◆ WORK REQUIRED
Both ends included, set down the lines from the line containing "written as (21,240)." through the last line of the records below, without pictures.

Rows from a pointing dataset
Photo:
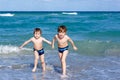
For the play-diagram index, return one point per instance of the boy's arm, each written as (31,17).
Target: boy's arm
(26,42)
(72,43)
(47,41)
(53,42)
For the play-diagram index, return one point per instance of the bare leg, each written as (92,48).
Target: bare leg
(35,61)
(42,62)
(63,61)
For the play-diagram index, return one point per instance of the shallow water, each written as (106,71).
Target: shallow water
(96,34)
(79,67)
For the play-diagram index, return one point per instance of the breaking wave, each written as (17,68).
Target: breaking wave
(7,14)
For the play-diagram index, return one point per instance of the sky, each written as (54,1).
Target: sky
(59,5)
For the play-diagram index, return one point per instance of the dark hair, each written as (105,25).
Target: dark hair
(37,30)
(62,28)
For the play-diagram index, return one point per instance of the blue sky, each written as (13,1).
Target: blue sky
(59,5)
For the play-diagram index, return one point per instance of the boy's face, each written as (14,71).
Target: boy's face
(61,34)
(37,34)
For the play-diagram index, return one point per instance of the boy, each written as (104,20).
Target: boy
(38,48)
(63,39)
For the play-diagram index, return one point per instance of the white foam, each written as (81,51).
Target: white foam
(7,14)
(8,49)
(70,13)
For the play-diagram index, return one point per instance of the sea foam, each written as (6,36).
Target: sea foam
(7,14)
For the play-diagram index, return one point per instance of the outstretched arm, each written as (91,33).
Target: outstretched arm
(47,41)
(25,43)
(72,43)
(53,42)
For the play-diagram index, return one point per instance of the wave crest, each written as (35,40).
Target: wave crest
(7,14)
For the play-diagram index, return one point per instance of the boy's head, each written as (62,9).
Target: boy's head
(37,30)
(62,28)
(62,31)
(37,33)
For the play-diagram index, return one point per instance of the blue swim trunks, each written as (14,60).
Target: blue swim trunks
(61,50)
(40,52)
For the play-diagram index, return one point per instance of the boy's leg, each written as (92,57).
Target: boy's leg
(63,61)
(42,62)
(35,61)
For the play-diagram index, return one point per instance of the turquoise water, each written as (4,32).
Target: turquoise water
(96,34)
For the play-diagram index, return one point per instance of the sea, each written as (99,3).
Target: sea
(96,35)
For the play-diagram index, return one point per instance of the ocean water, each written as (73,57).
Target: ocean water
(96,34)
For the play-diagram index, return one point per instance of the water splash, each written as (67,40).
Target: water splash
(7,14)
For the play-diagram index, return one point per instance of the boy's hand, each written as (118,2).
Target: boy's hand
(75,48)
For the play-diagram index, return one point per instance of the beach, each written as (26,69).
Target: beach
(96,34)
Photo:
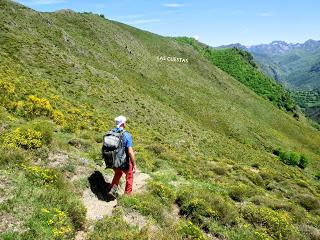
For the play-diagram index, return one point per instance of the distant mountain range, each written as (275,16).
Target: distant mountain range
(295,65)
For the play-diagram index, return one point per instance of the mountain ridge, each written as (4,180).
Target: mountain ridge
(208,142)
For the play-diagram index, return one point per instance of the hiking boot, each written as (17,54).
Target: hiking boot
(114,191)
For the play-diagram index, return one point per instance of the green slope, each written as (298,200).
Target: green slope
(64,76)
(296,67)
(240,64)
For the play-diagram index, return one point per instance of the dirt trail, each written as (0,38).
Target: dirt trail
(97,207)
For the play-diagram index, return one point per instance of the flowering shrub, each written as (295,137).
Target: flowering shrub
(277,224)
(190,231)
(162,191)
(58,117)
(59,223)
(40,175)
(23,137)
(35,107)
(292,158)
(7,88)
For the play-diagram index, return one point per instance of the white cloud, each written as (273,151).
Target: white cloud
(143,21)
(173,5)
(265,14)
(42,2)
(196,37)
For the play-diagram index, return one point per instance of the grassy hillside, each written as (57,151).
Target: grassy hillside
(210,144)
(240,64)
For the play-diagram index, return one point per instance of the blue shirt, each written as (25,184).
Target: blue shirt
(127,138)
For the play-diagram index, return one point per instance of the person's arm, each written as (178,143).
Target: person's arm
(132,157)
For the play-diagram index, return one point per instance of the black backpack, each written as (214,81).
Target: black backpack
(114,152)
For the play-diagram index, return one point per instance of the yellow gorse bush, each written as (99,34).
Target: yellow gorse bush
(58,220)
(7,88)
(36,107)
(277,224)
(25,138)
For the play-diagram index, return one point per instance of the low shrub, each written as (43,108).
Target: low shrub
(165,193)
(31,136)
(201,207)
(240,192)
(190,231)
(12,156)
(34,107)
(277,224)
(26,138)
(292,158)
(309,202)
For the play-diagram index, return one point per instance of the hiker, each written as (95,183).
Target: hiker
(129,165)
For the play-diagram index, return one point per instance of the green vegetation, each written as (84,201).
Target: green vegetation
(309,101)
(240,65)
(297,67)
(292,158)
(204,137)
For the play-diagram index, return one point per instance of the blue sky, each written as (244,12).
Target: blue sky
(215,22)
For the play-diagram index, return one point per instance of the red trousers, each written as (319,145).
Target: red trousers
(129,177)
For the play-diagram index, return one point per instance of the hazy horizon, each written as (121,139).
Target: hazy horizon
(214,22)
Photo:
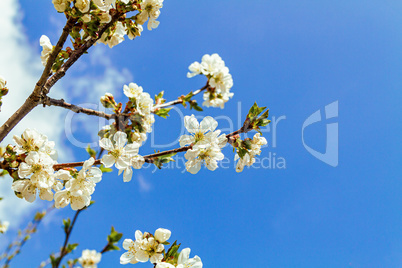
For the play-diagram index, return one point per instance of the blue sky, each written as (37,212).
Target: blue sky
(295,57)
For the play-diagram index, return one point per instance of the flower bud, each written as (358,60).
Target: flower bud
(14,164)
(2,82)
(108,101)
(162,235)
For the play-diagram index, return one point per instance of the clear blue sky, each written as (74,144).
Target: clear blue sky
(294,57)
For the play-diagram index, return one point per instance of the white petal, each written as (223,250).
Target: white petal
(127,243)
(208,123)
(126,257)
(191,124)
(184,256)
(106,144)
(108,160)
(186,139)
(120,138)
(128,173)
(162,235)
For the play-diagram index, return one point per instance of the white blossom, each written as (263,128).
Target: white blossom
(116,38)
(150,9)
(104,5)
(145,247)
(123,156)
(144,103)
(2,82)
(40,165)
(132,90)
(249,158)
(136,32)
(4,226)
(28,190)
(183,261)
(86,18)
(90,258)
(30,140)
(47,48)
(83,5)
(219,79)
(208,154)
(246,160)
(197,130)
(61,5)
(78,190)
(136,161)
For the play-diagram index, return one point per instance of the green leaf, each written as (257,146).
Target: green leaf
(66,224)
(104,169)
(90,151)
(160,97)
(163,112)
(163,160)
(71,247)
(194,105)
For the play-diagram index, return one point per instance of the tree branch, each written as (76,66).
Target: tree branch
(33,100)
(77,109)
(179,100)
(44,84)
(63,251)
(151,157)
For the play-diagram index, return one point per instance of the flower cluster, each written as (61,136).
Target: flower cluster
(206,143)
(90,258)
(123,156)
(139,107)
(47,48)
(148,247)
(97,12)
(145,247)
(142,103)
(150,10)
(4,226)
(3,88)
(252,148)
(219,79)
(78,187)
(36,157)
(183,261)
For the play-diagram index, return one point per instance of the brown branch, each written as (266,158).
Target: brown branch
(44,84)
(77,109)
(151,157)
(33,100)
(24,236)
(179,100)
(63,251)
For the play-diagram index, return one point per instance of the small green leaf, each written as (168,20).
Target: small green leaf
(90,151)
(163,112)
(104,169)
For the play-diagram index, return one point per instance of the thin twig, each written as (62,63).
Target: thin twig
(150,158)
(63,251)
(77,109)
(33,100)
(44,84)
(179,100)
(31,228)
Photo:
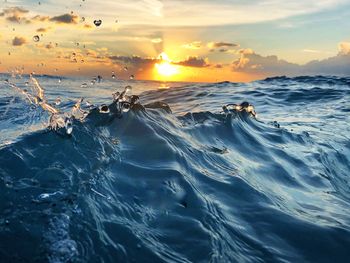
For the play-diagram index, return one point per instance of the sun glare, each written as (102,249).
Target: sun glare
(165,68)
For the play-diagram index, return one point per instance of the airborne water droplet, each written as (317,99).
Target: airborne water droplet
(98,22)
(69,126)
(58,101)
(36,38)
(104,109)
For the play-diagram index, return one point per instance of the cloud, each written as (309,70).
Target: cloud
(134,60)
(39,18)
(156,40)
(13,10)
(43,30)
(344,48)
(65,19)
(194,62)
(193,45)
(15,14)
(214,45)
(311,51)
(250,62)
(19,41)
(87,26)
(49,46)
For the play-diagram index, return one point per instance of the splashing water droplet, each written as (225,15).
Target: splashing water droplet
(104,109)
(98,22)
(126,107)
(128,89)
(58,101)
(69,126)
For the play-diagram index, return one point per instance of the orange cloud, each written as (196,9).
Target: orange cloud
(19,41)
(65,19)
(194,62)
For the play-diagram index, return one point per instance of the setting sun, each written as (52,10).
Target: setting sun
(165,68)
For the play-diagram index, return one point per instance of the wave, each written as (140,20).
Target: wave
(162,183)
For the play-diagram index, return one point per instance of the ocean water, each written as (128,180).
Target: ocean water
(192,185)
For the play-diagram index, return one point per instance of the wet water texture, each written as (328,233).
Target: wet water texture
(174,176)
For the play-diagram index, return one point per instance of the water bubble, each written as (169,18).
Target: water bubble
(98,22)
(128,89)
(58,101)
(126,107)
(69,126)
(104,108)
(116,96)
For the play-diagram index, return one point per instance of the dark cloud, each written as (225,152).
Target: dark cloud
(19,41)
(193,62)
(65,19)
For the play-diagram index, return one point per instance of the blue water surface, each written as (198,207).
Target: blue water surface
(194,185)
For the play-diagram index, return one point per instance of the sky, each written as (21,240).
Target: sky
(176,40)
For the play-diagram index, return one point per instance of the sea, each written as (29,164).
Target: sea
(189,175)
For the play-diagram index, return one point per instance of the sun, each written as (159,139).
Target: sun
(165,68)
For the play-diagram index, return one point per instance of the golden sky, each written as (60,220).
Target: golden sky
(176,40)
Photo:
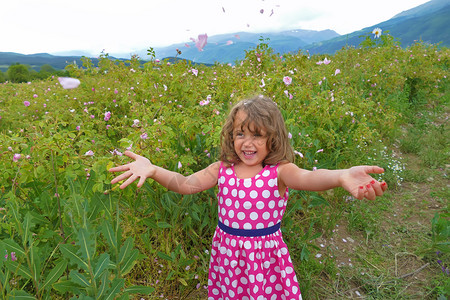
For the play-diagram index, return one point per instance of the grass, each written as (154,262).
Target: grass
(381,250)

◆ ANSWER TO THE PROBLEM
For the play-diagram index, return one point per instance of the sky, each written as (21,240).
Target: sky
(176,40)
For the play-diagram index, return one point per instance of the sea, each written as (29,164).
Target: sea
(189,175)
For the play-diagram index, return one point per instance of the sun, each written as (159,139).
Target: sun
(165,68)
For the play-diagram index, return one point per instance of the golden sky, each written as (60,220).
Target: golden sky
(176,40)
Photo:
For the play-diagram index, return one point per instance of the grass, each written as (154,262).
Target: grass
(381,250)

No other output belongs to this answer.